• **CONSIGNA**:
Según el texto sobre el bandoneón, ¿quiénes llevaron el fuelle al Río de la Plata?

• **FRAGMENTO EXTRAÍDO**:
El bandoneón transmite emociones. “Tiene un sonido muy dramático, muy triste y aterciopelado. No se puede concebir una música de tango sin bandoneón”, decía Astor Piazzolla.
El fuelle llegó al Río de la Plata con los marinos alemanes, que lo vendían o intercambiaban. Dejaron el instrumento pero no su técnica, y lo despojaron de su tradición sacra. Fue creado para transportar la música de las iglesias a las calles, pero terminó bastardo en los suburbios de Buenos Aires y de Montevideo, donde integró las orquestas que hasta entonces hacían tango con guitarra, flauta y violín.
Ante la ausencia de técnica, brilló la improvisación. El bandoneón fue libre; no tenía academia, mas su timbre atrajo a músicos de un género que también daba sus primeros pasos a finales del siglo XIX y principios del XX. Así, gracias a su sonido expresivo, misterioso y melancólico que empalma con el 2x4 cansino y cadencioso, terminó por convertirse en el alma del tango.
“Más que transmitirme, yo le transmito con mis dedos”, dice el bandoneonista montevideano Luis Di Matteo. En sus 88 años ha editado 25 discos, la mayoría en Alemania. De estatura baja y pelo negro enrulado hasta los hombros, tiene dos bandoneones listos para sonar en cualquier escenario y otros dos que requieren ciertos ajustes.
El sonido del instrumento es “muy especial” porque sale de la entraña. “Se toca contra el vientre, así que se vuelve parte de uno mismo”, dice con una sonrisa mientras mira a su gata que, contra una ventana, pide para entrar a su casa en el barrio Villa Española.
“El bandoneón tiene un sonido algo similar al órgano y al armonio. Ambos se usaban en la iglesia. Además, posee un tinte melancólico bastante dramático. Horacio Ferrer lo describía como un ‘pájaro wagneriano’”, dice el artista, que le tomó cariño al instrumento siendo pequeño, cuando su padre le dejaba el fuelle en las rodillas.

[Filas de un conjunto de datos para señalar objetos]

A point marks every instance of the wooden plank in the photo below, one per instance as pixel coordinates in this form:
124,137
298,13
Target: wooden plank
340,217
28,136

• **RESPUESTA**:
Los marinos alemanes, que lo vendían o intercambiaban.